§ **Problem statement**
Scale the items that begin at the line containing "Where can you find the metal" and stop after the line containing "point(317, 75)", writing every line out again in full. Multiply only the answer coordinates by 2.3 and round to whole numbers with halves going up, leaving the sample coordinates in the wording unchanged.

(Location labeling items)
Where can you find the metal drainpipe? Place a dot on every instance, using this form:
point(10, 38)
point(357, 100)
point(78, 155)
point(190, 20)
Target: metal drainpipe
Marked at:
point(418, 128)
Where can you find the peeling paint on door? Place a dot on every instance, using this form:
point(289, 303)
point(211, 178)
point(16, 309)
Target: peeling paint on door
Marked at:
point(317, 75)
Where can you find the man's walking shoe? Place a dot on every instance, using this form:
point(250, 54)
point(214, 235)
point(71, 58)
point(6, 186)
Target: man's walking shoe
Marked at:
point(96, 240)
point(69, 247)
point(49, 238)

* * *

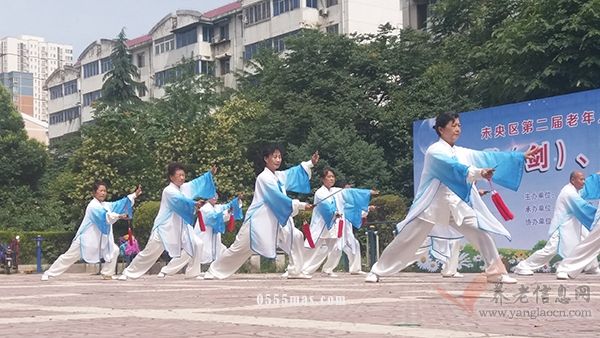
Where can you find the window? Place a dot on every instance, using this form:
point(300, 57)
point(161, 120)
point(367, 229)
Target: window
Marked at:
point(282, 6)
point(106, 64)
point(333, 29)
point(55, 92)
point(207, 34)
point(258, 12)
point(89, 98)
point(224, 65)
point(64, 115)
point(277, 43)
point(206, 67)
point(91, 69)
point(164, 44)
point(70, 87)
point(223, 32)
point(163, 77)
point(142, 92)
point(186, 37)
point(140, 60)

§ **Written response**
Where can you find the metal drainpipe? Place a dot on every instance, using this form:
point(10, 38)
point(357, 100)
point(78, 155)
point(190, 20)
Target: metal drainpipe
Marked at:
point(961, 294)
Where can you find the peeling paint on door? Place a dot on every instance, using this form:
point(289, 303)
point(211, 178)
point(16, 309)
Target: peeling paint on door
Marked at:
point(729, 173)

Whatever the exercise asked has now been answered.